• **Excerpted text**
+ + + + +
Note that each row vector in the data matrix can represent a single observation; or, through the use of column FrequencyColumn of the matrix x, each vector can represent several observations.

Computational Details

For interval observations, the probability of the observation is computed by summing the probability distribution function over the range of values in the observation interval. For right-interval observations, \Pr(Y\ge{y}) is computed as a sum based upon the equality \Pr(Y\ge{y})=1-\Pr(Y\lt{y}). Derivatives are similarly computed. CategoricalGenLinModel allows three types of interval observations. In full interval observations, both the lower and the upper endpoints of the interval must be specified. For right-interval observations, only the lower endpoint need be given while for left-interval observations, only the upper endpoint is given.

The computations proceed as follows:

  1. The input parameters are checked for consistency and validity.
  2. Estimates of the means of the "independent" or design variables are computed. The frequency of the observation in all but the binomial distribution model is taken from column FrequencyColumn of the data matrix x. In binomial distribution models, the frequency is taken as the product of n = x[i,OptionalDistributionParameterColumn] and x[i,FrequencyColumn]. In all cases these values default to 1. Means are computed as
    \bar{x}=\frac{\Sigma_if_ix_i}{\Sigma_if_i}
  3. If init = 0, initial estimates of the coefficients are obtained (based upon the observation intervals) as multiple regression estimates relating transformed observation probabilities to the observation design vector. For example, in the binomial distribution models, \theta for point observations may be estimated as
    \hat{\theta}=x[i,LowerEndpointColumn]/x[i,
            OptionalDistributionParameterColumn]
    and, when model = 3, the linear relationship is given by
    \left(\ln(\hat{\theta}/(1-\hat{\theta}))
+ + + + +
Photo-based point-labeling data

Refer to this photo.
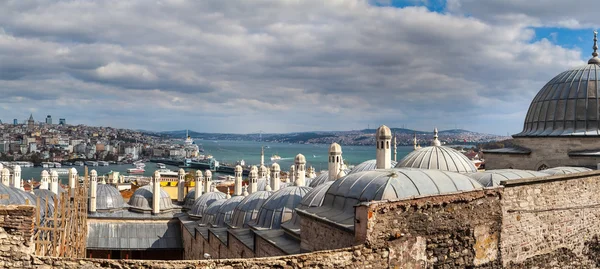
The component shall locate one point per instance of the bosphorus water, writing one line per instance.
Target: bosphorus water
(249, 151)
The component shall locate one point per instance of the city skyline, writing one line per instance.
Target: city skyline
(294, 66)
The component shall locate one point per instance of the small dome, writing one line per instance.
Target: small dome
(300, 159)
(247, 209)
(438, 158)
(279, 207)
(141, 200)
(226, 210)
(335, 148)
(314, 198)
(491, 178)
(384, 132)
(203, 202)
(108, 198)
(210, 214)
(563, 170)
(367, 166)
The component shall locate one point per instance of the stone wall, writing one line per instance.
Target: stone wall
(555, 218)
(447, 231)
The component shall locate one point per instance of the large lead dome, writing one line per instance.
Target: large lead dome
(568, 104)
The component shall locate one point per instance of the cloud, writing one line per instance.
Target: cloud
(276, 66)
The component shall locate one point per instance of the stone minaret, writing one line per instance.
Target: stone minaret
(198, 184)
(17, 177)
(253, 178)
(300, 163)
(73, 179)
(54, 182)
(43, 181)
(238, 173)
(384, 152)
(156, 193)
(207, 181)
(6, 176)
(93, 188)
(335, 160)
(181, 185)
(275, 170)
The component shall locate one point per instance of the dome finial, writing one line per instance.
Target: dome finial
(595, 59)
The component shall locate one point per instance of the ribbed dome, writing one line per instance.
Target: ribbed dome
(141, 200)
(203, 202)
(279, 207)
(226, 210)
(567, 105)
(210, 214)
(248, 208)
(108, 198)
(491, 178)
(438, 158)
(563, 170)
(367, 166)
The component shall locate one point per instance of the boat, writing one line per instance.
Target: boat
(137, 170)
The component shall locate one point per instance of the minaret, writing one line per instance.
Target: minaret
(395, 149)
(54, 182)
(93, 188)
(335, 160)
(300, 163)
(275, 170)
(383, 139)
(156, 193)
(198, 183)
(237, 188)
(435, 141)
(262, 156)
(207, 181)
(6, 176)
(181, 185)
(253, 178)
(43, 181)
(72, 179)
(17, 176)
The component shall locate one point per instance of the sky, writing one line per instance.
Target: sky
(286, 65)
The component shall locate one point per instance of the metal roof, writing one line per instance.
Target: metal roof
(439, 158)
(247, 209)
(203, 202)
(134, 236)
(563, 170)
(492, 178)
(567, 105)
(279, 207)
(226, 210)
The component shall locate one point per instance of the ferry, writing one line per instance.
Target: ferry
(137, 170)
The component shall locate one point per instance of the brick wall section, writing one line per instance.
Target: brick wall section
(318, 235)
(555, 217)
(448, 231)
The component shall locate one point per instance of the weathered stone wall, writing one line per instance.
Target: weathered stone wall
(448, 231)
(548, 151)
(318, 235)
(553, 218)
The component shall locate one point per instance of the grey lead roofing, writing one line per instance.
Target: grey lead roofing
(389, 184)
(492, 178)
(247, 209)
(439, 158)
(134, 236)
(563, 170)
(279, 207)
(566, 106)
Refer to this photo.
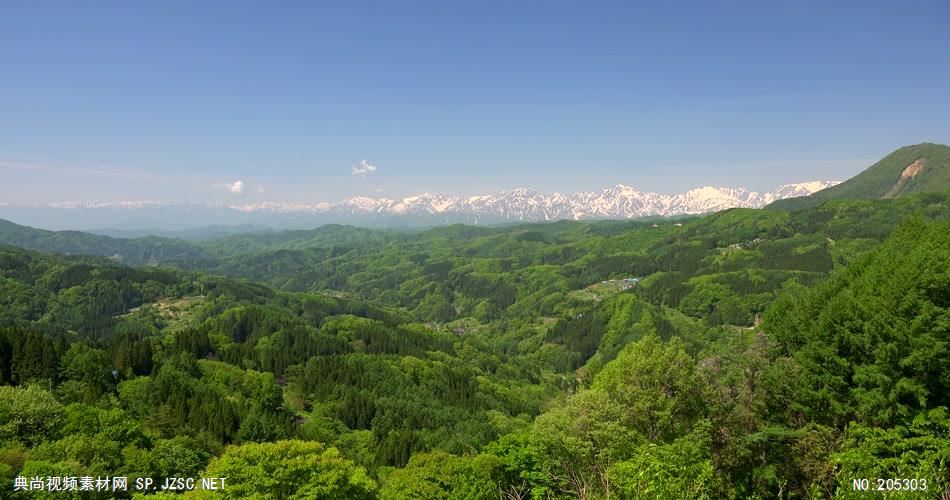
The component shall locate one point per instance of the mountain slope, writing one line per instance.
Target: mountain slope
(910, 169)
(133, 252)
(427, 209)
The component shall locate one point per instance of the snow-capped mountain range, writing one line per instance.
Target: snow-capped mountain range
(618, 202)
(522, 204)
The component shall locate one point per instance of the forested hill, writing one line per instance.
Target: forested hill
(618, 389)
(922, 168)
(139, 251)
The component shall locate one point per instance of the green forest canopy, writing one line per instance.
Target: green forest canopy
(741, 354)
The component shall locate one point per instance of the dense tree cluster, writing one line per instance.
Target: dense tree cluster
(742, 354)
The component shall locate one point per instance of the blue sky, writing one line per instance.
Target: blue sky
(117, 100)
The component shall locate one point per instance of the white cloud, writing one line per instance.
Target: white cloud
(235, 187)
(363, 169)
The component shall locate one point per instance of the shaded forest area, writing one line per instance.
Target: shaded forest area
(760, 353)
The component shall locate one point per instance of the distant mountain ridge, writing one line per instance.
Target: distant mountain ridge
(921, 168)
(518, 205)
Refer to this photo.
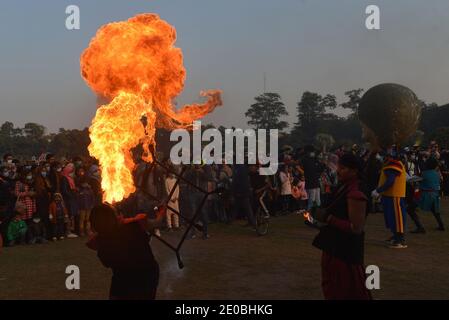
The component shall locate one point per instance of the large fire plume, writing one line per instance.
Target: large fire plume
(135, 65)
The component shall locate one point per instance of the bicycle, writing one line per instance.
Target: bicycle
(262, 216)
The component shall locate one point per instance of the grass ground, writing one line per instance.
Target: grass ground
(236, 264)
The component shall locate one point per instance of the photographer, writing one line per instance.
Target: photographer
(341, 239)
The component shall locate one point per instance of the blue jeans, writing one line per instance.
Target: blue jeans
(244, 203)
(195, 199)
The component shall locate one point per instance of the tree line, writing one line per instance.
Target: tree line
(317, 123)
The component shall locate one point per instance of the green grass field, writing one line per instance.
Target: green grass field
(236, 264)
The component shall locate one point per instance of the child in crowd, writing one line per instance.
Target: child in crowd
(300, 194)
(17, 228)
(86, 200)
(172, 217)
(37, 231)
(58, 216)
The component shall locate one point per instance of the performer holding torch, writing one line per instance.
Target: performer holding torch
(341, 236)
(122, 244)
(390, 114)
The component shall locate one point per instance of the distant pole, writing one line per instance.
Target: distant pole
(264, 82)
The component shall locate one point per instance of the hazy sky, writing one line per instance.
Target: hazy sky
(316, 45)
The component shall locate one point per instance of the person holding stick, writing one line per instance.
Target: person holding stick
(341, 237)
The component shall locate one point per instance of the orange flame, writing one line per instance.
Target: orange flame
(136, 66)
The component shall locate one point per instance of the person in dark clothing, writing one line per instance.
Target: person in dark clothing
(6, 188)
(94, 180)
(372, 173)
(241, 187)
(259, 186)
(55, 177)
(312, 173)
(198, 177)
(123, 245)
(43, 196)
(341, 239)
(412, 205)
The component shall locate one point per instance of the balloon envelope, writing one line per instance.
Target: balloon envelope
(391, 112)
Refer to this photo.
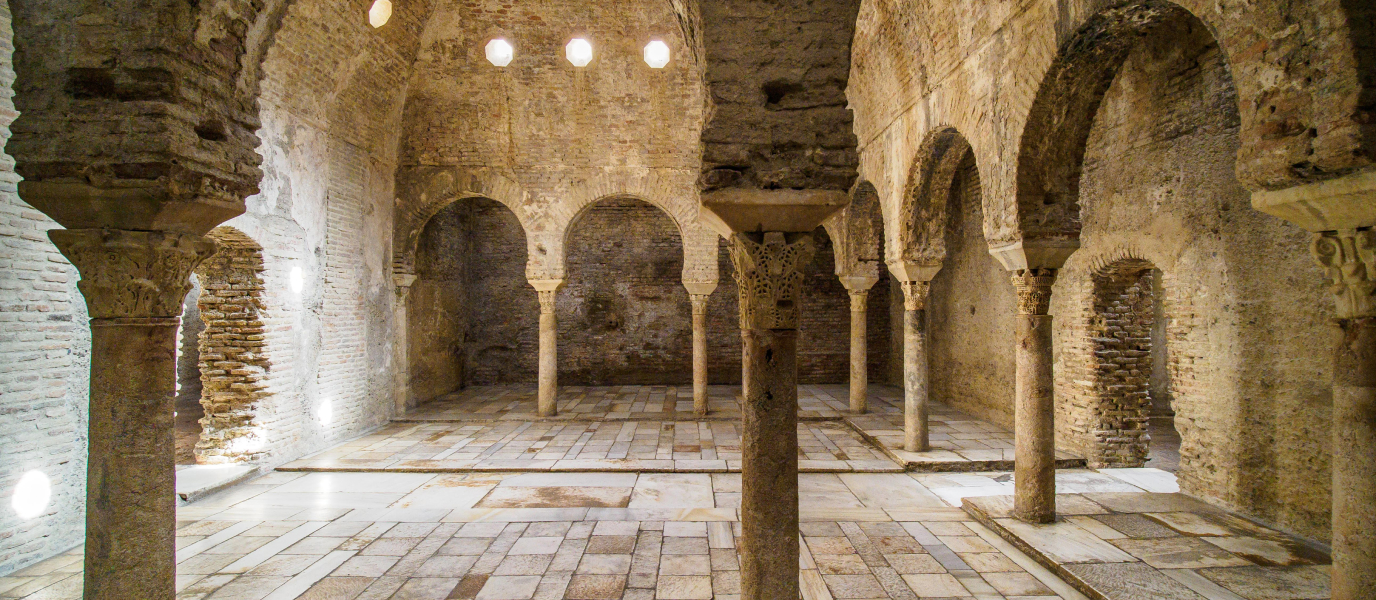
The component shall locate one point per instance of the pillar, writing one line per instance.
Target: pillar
(769, 271)
(859, 291)
(134, 284)
(1350, 260)
(546, 399)
(401, 348)
(917, 436)
(1034, 399)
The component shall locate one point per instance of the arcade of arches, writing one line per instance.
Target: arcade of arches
(852, 299)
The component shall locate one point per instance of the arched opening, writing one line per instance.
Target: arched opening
(233, 350)
(472, 317)
(624, 314)
(972, 307)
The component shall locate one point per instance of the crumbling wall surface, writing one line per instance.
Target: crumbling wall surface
(970, 314)
(44, 352)
(779, 109)
(1305, 110)
(625, 317)
(1243, 313)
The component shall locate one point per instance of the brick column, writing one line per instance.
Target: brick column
(548, 395)
(1034, 399)
(769, 271)
(401, 348)
(134, 284)
(1350, 262)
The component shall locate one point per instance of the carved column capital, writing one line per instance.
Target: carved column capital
(1034, 288)
(769, 271)
(132, 274)
(1349, 259)
(915, 295)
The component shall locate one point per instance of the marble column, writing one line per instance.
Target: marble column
(1034, 399)
(401, 350)
(548, 395)
(1350, 262)
(917, 436)
(769, 271)
(134, 285)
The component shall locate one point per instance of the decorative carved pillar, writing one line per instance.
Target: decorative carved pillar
(769, 271)
(699, 351)
(1034, 399)
(401, 348)
(548, 395)
(1350, 262)
(915, 391)
(134, 284)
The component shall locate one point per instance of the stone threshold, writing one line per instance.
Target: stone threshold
(1171, 548)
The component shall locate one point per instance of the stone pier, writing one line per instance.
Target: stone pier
(546, 399)
(134, 284)
(1034, 399)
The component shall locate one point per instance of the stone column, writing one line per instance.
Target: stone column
(1350, 260)
(859, 289)
(134, 284)
(401, 351)
(1034, 399)
(917, 436)
(769, 271)
(548, 395)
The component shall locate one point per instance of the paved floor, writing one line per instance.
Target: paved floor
(577, 536)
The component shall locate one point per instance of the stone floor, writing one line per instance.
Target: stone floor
(577, 536)
(652, 428)
(1138, 547)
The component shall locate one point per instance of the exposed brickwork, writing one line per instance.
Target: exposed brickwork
(233, 350)
(44, 347)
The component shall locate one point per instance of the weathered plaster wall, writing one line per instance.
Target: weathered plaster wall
(44, 347)
(1251, 394)
(970, 314)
+ + + + +
• **Exercises to complete**
1. Reproduce the part of the computational details text that opens with the words containing "For interval observations, the" and closes with "consistency and validity.".
2. According to the computational details text, how many types of interval observations does CategoricalGenLinModel allow?

• **Answers in order**
1.
For interval observations, the probability of the observation is computed by summing the probability distribution function over the range of values in the observation interval. For right-interval observations, \Pr(Y\ge{y}) is computed as a sum based upon the equality \Pr(Y\ge{y})=1-\Pr(Y\lt{y}). Derivatives are similarly computed. CategoricalGenLinModel allows three types of interval observations. In full interval observations, both the lower and the upper endpoints of the interval must be specified. For right-interval observations, only the lower endpoint need be given while for left-interval observations, only the upper endpoint is given.

The computations proceed as follows:

  1. The input parameters are checked for consistency and validity.

2. Three: full interval, right-interval, and left-interval observations.